== Exercise text ==
What's up for April 2013

Stars and Constellations
For the past few months we've been focused on the bright stars and constellations of Orion, Taurus, Canis Major, Gemini, etc. During the early evenings of April, these stars are getting lower and lower  towards the West each day.
The bright reflected light of Jupiter is still visible in this part of the sky close to Taurus. By next month most of these stars will begin to disappear from view.

From April onwards, we start to shift our attention to the bright stars of the South, including the second brightest star in the night sky, Canopus, part of the constellation Carina. Canopus was also known in China as “Old Man of the South” for its southern location and sometimes red appearance in hazy or cloudy conditions.
The constellations Puppis, Vela and Carina form the ancient star pattern of the Argo Navis, representing the sailing ship from an Ancient Greek legend. 
The asterism (star pattern) the False Cross is sometimes confused for the Southern Cross (Crux), located nearby to the east.
Lying close to a dense part of our Galaxy, The Milky Way, several star clusters can be found when scanning the  area with binoculars.
===
> [Task list]:
1. According to the sky guide, what was Canopus known as in China?
2. Summarize the sky guide in two sentences.
3. Based on the sky guide, say whether each statement is true, and quote the words that decide it.
(a) Canopus is the brightest star in the night sky.
(b) The False Cross is sometimes confused for the Southern Cross.
(c) Jupiter is visible close to Gemini.
The records after this sky guide are separate material.
== Given data ==
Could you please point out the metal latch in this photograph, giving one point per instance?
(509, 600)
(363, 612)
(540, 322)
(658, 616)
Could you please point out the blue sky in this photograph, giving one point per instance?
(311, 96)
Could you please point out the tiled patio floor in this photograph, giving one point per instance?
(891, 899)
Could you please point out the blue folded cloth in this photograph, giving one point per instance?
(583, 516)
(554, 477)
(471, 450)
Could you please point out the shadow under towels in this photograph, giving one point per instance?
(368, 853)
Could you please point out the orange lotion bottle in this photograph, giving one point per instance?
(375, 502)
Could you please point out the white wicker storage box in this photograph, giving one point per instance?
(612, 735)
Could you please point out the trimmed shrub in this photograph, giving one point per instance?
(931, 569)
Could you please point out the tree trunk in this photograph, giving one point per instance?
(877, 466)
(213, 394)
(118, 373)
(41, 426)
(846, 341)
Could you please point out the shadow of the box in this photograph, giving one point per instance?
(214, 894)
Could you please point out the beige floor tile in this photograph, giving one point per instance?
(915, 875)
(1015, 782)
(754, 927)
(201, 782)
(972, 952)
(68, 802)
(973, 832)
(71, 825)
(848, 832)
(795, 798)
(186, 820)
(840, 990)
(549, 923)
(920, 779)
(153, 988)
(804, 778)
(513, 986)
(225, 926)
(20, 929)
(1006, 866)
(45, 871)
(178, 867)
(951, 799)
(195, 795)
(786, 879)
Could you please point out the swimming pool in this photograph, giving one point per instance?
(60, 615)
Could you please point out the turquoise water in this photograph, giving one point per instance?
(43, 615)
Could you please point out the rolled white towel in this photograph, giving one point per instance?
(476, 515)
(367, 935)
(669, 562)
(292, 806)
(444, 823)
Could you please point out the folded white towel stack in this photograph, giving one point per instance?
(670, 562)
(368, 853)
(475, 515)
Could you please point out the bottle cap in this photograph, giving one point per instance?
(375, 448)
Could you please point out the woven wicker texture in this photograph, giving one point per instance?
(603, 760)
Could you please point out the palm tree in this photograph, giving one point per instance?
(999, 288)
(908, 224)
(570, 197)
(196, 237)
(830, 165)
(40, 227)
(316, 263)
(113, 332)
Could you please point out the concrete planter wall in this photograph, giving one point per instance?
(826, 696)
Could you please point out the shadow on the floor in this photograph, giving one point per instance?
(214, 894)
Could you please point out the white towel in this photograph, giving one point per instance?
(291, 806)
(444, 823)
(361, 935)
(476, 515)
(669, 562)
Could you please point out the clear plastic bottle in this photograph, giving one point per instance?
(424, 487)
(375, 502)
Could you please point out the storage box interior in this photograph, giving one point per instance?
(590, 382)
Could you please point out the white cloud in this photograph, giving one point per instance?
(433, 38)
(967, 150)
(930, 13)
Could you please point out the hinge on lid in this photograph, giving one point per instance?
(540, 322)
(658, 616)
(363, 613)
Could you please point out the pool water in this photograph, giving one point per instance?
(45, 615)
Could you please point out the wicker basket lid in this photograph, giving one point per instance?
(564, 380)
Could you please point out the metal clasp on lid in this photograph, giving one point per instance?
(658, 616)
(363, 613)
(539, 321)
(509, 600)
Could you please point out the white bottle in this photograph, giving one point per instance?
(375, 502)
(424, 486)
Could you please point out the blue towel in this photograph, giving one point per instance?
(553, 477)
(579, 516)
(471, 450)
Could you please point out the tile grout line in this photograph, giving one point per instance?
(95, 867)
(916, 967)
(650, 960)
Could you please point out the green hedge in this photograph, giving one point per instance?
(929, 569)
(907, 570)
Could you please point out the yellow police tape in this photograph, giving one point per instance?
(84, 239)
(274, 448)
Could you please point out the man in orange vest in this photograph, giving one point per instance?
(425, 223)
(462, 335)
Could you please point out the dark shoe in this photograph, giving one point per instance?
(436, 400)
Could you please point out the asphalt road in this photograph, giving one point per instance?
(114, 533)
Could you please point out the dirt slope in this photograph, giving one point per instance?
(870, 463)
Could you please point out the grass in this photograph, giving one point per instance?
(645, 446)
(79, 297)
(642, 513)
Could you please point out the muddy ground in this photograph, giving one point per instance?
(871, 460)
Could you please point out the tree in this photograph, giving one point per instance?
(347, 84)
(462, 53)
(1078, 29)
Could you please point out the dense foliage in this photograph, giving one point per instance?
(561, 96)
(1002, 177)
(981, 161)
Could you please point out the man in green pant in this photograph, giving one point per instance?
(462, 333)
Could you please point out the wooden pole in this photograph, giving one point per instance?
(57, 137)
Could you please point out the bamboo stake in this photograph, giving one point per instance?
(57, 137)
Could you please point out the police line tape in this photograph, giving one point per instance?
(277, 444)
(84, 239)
===
> [Responses to the exercise]:
1. "Old Man of the South"

2. In April 2013, Orion, Taurus, Canis Major, Gemini and their bright stars sink lower in the western evening sky each day, with Jupiter still visible near Taurus, and most of these stars will begin to disappear from view by the next month. Attention shifts to the bright southern stars, including Canopus in Carina, the constellations that form the ancient pattern of Argo Navis, the False Cross near the Southern Cross, and several star clusters that binoculars can find near the Milky Way.

3.
(a) No: "the second brightest star in the night sky, Canopus"
(b) Yes: "the False Cross is sometimes confused for the Southern Cross (Crux)"
(c) No: "The bright reflected light of Jupiter is still visible in this part of the sky close to Taurus."